§ **Work item**
Out of the data below, copy every line with the string "building".

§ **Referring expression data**
»»

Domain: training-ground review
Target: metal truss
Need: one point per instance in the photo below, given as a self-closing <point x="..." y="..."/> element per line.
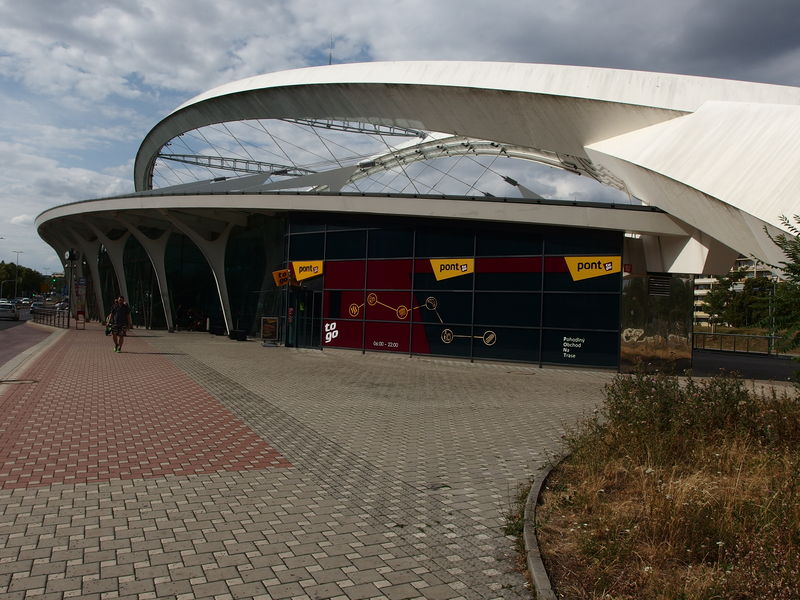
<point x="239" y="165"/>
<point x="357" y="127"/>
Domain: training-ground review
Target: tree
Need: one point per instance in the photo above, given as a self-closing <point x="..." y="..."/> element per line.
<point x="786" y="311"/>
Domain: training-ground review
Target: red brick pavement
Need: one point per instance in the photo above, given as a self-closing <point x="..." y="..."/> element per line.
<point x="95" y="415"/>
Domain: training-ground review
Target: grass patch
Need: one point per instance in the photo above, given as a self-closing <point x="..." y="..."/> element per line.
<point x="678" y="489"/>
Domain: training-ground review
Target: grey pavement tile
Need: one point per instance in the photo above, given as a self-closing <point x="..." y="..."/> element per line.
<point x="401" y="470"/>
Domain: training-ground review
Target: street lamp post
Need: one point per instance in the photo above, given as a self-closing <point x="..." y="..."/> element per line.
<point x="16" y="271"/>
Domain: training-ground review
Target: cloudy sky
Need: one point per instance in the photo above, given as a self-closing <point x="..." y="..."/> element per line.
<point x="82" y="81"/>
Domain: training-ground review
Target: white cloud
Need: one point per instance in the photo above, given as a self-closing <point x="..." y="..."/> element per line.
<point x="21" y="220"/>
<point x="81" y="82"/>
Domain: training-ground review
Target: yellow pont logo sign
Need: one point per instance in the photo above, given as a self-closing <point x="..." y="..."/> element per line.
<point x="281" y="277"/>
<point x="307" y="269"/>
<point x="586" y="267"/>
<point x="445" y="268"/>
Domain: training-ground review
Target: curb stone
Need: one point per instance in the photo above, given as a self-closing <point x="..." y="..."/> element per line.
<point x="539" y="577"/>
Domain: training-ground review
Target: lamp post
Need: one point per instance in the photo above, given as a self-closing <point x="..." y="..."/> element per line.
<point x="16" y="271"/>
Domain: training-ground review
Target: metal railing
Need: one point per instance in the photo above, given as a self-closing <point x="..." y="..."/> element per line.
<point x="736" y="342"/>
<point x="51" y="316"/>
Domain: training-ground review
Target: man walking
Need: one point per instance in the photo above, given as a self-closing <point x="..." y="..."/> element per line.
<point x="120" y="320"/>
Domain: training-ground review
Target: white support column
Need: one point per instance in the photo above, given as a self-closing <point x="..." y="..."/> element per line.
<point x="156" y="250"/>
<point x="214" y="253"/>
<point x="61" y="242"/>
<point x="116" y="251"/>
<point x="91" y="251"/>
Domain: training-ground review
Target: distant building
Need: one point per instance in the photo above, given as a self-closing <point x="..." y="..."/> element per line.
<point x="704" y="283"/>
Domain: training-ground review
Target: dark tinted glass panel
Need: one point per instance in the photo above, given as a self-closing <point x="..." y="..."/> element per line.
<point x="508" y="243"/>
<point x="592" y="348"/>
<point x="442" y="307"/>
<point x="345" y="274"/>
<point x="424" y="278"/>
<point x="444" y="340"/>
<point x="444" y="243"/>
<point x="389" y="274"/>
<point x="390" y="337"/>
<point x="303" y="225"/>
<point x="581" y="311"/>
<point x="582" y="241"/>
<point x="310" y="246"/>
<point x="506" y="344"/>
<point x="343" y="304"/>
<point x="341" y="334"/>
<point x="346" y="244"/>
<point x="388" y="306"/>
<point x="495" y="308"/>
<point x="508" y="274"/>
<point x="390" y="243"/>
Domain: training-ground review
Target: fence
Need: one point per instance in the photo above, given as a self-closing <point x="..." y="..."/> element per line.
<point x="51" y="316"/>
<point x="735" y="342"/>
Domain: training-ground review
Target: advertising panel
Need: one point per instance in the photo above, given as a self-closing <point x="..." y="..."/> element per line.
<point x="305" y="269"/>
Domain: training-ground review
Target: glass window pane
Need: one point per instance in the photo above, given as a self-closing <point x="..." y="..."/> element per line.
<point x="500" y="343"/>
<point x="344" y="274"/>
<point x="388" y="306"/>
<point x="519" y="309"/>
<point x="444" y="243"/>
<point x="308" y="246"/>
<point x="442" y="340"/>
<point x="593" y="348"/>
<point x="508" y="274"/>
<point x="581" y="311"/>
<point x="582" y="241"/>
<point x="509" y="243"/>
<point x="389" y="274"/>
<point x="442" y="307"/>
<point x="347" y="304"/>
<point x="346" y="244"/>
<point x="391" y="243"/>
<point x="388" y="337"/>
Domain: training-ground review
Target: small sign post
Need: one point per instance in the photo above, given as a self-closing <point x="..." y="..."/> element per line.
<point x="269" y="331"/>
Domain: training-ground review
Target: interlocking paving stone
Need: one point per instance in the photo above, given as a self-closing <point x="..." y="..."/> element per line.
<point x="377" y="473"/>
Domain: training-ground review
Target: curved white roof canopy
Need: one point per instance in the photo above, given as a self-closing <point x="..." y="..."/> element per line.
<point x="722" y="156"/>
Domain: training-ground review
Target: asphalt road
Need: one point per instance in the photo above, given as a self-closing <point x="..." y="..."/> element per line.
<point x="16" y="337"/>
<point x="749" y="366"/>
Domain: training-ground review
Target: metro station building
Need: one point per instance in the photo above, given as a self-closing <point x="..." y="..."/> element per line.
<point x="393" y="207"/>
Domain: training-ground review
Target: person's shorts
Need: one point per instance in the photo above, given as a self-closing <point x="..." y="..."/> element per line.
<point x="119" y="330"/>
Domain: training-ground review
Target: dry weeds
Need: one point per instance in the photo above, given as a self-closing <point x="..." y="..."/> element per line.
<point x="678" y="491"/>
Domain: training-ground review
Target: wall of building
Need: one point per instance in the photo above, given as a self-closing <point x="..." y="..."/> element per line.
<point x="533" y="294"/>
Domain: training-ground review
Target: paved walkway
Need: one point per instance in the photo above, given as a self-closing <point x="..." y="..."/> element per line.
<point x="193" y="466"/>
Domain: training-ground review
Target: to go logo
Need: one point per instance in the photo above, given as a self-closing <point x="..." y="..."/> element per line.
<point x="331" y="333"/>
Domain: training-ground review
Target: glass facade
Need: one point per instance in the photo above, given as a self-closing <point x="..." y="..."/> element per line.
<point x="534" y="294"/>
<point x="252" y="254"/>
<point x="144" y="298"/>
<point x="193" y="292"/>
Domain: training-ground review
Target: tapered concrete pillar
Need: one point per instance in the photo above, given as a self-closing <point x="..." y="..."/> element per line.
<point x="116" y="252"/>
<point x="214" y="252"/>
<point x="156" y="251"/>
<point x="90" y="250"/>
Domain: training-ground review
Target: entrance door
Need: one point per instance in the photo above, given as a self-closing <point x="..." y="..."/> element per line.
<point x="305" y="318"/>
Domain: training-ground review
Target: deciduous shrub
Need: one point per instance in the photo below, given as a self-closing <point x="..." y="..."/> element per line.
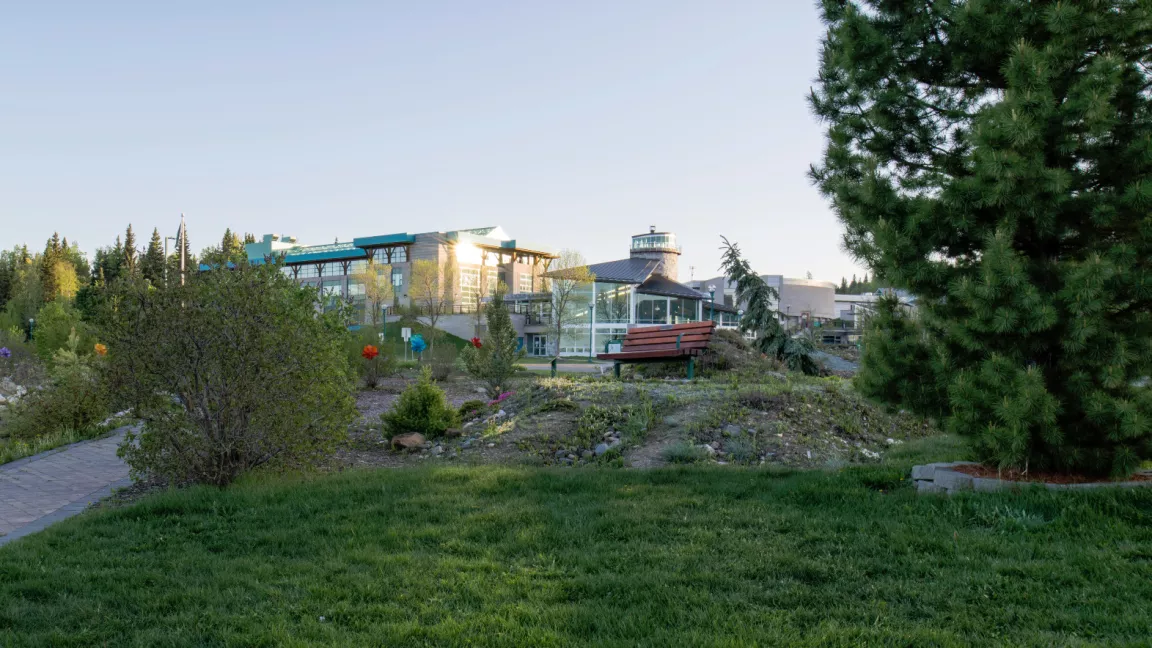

««

§ **Expected answer**
Target: distant building
Target: metro station building
Target: wall of building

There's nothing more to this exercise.